──────── Brano fornito ────────

(VIDEO) Palermo. Mafia, quel ‘saldo legame’ tra famiglia di Torretta e boss Usa
Blitz dei carabinieri del Comando provinciale di Palermo contro la famiglia mafiosa di Torretta. L’operazione, denominata ‘Crystal Tower’, ha portato nove persone in carcere e una agli arresti domiciliari, mentre per un undicesimo indagato è stato emesso un obbligo di dimora nel comune di residenza. Le misure cautelari sono state disposte dal gip del tribunale di Palermo, su richiesta della Direzione distrettuale antimafia. Le accuse sono di associazione mafiosa, detenzione di stupefacenti, favoreggiamento personale e tentata estorsione con l’aggravante del metodo mafioso.
L’indagine, condotta dal Nucleo investigativo dei carabinieri di Palermo e coordinata da un pool di magistrati diretti dal procuratore aggiunto Salvatore De Luca, ha portato ad approfondire la struttura e le attività criminali di una storica famiglia di Cosa nostra palermitana, inserita nel mandamento di Passo di Rigano, e costituita dalla famiglia mafiosa di Torretta. La famiglia mafiosa di Torretta, piccolo borgo con poco più di 4mila abitanti nell’hinterland palermitano, è considerata dagli investigatori da sempre collegamento tra Cosa nostra siciliana e e quella newyorkese: in passato distinta alcuni esponenti del clan assunsero il ruolo di garanti per il rientro in Italia dei cosiddetti ‘scappati’, gli sconfitti nella guerra di mafia dei primi anni Ottanta che subirono l’ostracismo dei corleonesi di Totò Riina.
Il lavoro della Dda e dei carabinieri ha consentito anche di individuare i canali di comunicazione tra la famiglia di Torretta e i vertici del mandamento di Passo di Rigano. Gli investigatori hanno poi scoperto diversi tentativi di estorsione: uno di questi ai danni di un imprenditore agricolo palermitano che si era insediato a Torretta e che è stato subito avvicinato da alcuni esponenti del clan. L’imprenditore, che aveva subito piccoli furti e danneggiamenti, ha raccontato tutto ai carabinieri denunciando le pressioni subite. Secondo i carabinieri il quadro che emerge dalle indagini è quello caratterizzato da “una costante, sebbene incruenta, conflittualità interna” del clan di Torretta. In quest’ambito sono saltati alla luce “soggetti appartenenti a fazioni storicamente slegate fra loro”. Al vertice della famiglia, secondo gli investigatori, ci sarebbe stato Raffaele Di Maggio, figlio dello storico boss Giuseppe, detto ‘Piddu i Raffaele’, morto nel gennaio 2019, “coadiuvato” da Ignazio Antonino Mannino, anche lui con una funzione “direttiva e organizzativa”, e da Calogero Badalamenti, a cui sarebbe stata affidata l’area di Bellolampo.

────────

Esercizio scritto 1: Secondo il brano, quale nome è stato dato all'operazione dei carabinieri contro la famiglia mafiosa di Torretta?

──────── Materiale fornito ────────

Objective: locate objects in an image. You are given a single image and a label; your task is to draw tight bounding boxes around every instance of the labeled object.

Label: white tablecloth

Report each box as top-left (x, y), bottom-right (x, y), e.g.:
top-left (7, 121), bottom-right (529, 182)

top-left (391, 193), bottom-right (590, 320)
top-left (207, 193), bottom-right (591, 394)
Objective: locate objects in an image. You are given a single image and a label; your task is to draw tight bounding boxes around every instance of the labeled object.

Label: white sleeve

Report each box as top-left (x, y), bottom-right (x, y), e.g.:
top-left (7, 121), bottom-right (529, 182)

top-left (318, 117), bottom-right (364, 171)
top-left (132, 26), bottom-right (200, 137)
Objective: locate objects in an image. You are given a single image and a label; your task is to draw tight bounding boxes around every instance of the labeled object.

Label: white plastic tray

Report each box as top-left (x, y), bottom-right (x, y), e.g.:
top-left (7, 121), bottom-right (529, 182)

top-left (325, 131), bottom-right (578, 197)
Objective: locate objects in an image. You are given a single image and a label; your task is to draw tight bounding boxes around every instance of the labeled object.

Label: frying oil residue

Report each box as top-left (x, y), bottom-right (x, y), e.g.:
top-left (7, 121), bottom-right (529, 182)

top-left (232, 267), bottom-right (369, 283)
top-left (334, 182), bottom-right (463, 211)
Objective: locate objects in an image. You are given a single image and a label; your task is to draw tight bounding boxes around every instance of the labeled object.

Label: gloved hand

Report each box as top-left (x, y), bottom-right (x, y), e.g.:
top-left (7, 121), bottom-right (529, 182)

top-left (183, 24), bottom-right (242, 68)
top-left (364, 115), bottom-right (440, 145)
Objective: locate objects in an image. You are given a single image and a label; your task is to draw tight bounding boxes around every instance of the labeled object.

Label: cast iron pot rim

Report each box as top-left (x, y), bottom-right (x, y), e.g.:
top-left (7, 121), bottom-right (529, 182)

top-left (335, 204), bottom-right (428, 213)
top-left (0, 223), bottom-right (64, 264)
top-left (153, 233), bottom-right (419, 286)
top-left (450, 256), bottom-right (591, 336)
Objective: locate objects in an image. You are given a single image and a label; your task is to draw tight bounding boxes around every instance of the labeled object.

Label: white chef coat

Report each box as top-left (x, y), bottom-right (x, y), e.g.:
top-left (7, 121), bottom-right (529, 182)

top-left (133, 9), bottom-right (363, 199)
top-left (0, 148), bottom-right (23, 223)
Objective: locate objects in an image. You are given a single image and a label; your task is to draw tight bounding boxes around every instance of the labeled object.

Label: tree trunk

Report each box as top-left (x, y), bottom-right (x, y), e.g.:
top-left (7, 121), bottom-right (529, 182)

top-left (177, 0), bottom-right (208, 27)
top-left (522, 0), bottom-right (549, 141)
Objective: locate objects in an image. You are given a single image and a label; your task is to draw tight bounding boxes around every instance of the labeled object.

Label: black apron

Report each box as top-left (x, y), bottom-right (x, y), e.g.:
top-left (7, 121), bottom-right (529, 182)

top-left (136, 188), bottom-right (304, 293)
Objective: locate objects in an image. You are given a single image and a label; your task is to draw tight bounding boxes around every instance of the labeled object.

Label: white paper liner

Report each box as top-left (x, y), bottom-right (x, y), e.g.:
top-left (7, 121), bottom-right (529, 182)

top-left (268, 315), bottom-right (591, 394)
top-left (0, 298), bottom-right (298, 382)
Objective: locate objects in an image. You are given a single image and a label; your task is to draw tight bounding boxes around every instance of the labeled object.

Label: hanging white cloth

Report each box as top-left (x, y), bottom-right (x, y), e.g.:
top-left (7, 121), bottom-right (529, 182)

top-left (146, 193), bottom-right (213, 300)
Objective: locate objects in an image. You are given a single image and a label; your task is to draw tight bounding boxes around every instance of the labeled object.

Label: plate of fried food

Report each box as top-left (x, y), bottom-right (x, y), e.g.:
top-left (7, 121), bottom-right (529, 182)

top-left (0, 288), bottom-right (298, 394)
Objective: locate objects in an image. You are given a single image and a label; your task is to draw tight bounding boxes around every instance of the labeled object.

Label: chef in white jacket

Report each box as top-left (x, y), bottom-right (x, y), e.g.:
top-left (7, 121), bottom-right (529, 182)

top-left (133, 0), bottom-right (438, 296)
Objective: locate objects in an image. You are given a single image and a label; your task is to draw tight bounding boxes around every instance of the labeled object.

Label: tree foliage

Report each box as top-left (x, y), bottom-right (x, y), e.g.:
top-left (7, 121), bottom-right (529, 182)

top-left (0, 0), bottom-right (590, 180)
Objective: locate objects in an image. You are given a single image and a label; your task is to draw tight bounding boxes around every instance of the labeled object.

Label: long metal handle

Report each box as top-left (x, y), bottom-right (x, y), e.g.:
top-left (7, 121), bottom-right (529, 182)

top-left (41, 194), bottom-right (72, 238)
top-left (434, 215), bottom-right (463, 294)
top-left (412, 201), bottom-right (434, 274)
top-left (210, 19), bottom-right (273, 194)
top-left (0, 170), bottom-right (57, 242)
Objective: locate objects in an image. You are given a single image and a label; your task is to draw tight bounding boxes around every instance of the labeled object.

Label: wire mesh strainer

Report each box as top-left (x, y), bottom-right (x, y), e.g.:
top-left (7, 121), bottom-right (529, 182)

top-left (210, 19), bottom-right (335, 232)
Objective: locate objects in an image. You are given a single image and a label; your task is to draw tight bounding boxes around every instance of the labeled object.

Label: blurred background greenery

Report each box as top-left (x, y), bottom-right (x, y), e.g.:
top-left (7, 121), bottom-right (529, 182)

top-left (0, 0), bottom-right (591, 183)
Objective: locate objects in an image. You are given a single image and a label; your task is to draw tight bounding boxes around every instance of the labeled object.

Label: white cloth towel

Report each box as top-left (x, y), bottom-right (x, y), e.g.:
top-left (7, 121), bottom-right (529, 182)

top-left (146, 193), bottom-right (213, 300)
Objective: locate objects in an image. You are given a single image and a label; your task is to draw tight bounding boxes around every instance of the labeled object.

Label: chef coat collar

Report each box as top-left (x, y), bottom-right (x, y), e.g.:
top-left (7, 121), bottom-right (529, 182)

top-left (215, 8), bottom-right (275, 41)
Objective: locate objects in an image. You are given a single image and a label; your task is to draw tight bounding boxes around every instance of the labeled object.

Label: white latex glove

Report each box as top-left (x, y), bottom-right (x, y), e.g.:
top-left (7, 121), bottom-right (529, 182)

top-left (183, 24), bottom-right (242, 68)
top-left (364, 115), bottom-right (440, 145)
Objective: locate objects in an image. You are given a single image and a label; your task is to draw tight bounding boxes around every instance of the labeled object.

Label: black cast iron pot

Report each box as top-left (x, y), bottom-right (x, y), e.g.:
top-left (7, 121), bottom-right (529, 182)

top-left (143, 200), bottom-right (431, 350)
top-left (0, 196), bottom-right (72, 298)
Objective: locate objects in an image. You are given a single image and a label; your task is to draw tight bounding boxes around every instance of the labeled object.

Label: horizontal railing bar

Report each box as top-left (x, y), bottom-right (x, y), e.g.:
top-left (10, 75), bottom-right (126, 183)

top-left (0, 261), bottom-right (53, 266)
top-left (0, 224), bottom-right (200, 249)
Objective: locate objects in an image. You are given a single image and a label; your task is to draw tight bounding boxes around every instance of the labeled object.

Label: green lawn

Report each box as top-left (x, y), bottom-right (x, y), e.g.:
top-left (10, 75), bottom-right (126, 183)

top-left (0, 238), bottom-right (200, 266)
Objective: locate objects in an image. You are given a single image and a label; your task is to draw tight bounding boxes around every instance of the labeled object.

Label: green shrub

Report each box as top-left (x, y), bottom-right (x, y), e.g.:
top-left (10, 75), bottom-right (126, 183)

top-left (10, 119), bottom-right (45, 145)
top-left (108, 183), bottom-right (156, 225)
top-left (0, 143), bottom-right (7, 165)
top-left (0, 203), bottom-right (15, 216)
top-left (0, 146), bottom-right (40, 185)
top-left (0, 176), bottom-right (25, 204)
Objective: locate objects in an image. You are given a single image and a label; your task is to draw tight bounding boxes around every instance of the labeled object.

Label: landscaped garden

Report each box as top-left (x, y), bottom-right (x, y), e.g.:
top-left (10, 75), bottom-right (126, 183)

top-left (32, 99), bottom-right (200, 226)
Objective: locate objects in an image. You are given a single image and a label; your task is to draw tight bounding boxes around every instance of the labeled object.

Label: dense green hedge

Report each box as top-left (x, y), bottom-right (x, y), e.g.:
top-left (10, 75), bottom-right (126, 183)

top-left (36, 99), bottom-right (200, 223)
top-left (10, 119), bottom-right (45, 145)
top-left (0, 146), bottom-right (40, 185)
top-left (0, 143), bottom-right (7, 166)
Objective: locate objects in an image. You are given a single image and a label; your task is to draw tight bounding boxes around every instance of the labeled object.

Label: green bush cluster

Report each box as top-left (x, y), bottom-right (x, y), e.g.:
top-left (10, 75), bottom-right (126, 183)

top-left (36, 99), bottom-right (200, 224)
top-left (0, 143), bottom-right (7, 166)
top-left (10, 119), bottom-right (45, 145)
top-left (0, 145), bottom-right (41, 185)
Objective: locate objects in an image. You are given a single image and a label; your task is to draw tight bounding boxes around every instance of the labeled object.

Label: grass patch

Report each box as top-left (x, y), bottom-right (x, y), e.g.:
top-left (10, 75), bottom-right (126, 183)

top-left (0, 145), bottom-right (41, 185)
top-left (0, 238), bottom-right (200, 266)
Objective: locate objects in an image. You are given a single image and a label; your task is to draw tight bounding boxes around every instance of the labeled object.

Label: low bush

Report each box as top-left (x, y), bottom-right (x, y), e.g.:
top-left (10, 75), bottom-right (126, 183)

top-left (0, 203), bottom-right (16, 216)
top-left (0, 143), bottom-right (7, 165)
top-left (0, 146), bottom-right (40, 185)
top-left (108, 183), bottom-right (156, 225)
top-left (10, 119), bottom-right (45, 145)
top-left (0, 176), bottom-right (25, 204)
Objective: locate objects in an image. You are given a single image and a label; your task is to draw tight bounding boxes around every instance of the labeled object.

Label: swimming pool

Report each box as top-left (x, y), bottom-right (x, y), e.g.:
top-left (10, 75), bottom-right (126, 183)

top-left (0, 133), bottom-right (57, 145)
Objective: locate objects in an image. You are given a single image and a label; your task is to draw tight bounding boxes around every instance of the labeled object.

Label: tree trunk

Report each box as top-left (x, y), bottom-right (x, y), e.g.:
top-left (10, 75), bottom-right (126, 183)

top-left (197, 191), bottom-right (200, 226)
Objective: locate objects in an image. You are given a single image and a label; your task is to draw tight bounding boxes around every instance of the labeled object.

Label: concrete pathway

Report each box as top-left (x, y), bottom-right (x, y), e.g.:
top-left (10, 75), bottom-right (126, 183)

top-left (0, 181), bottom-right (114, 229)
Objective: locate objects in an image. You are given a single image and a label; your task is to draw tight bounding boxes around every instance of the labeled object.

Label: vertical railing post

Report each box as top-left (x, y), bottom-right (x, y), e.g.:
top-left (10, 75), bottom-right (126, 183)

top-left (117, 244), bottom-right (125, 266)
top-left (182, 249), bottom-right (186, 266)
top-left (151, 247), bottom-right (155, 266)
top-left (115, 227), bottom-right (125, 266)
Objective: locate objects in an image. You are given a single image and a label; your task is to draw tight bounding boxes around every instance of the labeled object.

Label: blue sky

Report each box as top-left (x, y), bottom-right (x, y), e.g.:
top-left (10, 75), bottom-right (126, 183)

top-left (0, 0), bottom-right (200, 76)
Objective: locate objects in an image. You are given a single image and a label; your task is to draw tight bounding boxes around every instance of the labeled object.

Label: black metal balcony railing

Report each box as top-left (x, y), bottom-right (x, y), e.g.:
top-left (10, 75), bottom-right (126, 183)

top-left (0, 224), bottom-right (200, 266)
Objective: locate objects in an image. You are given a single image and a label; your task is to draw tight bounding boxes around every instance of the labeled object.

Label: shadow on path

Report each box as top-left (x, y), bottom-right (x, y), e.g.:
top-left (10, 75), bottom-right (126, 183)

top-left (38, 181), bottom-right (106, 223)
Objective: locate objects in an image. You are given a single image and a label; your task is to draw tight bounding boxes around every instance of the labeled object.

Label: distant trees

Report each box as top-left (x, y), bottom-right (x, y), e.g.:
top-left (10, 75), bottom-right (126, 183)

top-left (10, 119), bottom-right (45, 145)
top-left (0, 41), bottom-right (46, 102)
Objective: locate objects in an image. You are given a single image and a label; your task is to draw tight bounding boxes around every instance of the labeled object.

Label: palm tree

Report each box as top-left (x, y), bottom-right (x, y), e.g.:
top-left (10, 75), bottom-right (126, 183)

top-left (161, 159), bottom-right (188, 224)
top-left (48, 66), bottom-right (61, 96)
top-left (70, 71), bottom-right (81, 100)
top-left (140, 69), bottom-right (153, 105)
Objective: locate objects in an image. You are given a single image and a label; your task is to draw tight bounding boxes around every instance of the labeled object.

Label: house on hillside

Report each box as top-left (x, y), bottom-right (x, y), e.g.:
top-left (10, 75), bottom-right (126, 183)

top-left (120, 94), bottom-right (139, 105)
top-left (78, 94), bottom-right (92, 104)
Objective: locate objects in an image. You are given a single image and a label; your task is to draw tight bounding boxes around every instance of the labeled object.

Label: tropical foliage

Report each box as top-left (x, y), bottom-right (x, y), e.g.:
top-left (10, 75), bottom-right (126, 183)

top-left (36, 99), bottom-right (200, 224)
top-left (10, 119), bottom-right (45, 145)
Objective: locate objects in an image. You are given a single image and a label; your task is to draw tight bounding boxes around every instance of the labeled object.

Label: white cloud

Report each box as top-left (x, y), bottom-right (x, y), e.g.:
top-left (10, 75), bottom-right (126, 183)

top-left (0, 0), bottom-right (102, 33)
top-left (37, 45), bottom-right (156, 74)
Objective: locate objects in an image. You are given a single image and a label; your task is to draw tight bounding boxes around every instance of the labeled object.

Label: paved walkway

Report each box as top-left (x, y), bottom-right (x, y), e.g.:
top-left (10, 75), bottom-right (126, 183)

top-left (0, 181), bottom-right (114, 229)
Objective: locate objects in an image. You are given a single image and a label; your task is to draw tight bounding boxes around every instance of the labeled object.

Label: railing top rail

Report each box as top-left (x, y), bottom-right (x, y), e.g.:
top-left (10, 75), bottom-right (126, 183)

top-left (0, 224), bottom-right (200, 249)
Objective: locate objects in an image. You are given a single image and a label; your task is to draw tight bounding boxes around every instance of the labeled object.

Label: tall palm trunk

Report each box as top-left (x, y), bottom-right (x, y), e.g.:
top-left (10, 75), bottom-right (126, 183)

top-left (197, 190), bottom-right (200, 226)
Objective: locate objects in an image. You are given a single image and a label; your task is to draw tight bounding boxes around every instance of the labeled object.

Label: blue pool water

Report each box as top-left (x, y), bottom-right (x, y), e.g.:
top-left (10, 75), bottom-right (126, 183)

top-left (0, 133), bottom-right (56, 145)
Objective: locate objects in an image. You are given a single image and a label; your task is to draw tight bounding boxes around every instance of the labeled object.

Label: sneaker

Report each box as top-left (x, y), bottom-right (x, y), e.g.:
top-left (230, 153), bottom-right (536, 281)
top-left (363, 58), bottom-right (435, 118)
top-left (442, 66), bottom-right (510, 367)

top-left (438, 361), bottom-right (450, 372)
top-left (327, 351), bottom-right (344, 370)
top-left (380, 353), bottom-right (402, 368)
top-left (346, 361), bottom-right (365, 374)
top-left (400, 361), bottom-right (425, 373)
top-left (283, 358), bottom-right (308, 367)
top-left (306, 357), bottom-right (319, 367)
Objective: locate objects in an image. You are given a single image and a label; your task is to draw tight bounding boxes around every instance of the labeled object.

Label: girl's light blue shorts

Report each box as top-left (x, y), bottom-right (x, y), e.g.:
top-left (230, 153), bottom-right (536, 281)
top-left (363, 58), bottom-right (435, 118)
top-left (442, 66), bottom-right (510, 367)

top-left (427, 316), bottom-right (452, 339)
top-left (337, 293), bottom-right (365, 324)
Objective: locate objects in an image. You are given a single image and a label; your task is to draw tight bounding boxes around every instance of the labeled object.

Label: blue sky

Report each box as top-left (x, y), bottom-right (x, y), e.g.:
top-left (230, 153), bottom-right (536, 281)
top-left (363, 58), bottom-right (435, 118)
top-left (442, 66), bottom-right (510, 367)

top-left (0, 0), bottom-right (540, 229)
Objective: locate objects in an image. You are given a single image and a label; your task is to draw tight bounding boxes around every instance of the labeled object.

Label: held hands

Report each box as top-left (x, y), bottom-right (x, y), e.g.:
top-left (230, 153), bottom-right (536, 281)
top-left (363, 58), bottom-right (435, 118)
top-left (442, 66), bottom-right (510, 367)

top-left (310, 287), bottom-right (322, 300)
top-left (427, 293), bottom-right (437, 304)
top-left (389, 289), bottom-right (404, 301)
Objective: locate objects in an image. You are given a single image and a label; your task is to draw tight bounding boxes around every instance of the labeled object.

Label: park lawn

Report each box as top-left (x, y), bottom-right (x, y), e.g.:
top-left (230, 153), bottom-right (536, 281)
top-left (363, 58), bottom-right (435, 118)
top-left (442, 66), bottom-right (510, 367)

────────

Esercizio scritto 2: Riporti di nuovo, senza alcuna modifica, il tratto dell'elenco che va dal suo inizio fino alla riga contenente "top-left (207, 193), bottom-right (591, 394)", estremi inclusi.

Risultato 1: L'operazione è stata denominata 'Crystal Tower'.

Risultato 2:
Objective: locate objects in an image. You are given a single image and a label; your task is to draw tight bounding boxes around every instance of the labeled object.

Label: white tablecloth

Report each box as top-left (x, y), bottom-right (x, y), e.g.:
top-left (7, 121), bottom-right (529, 182)

top-left (391, 193), bottom-right (590, 320)
top-left (207, 193), bottom-right (591, 394)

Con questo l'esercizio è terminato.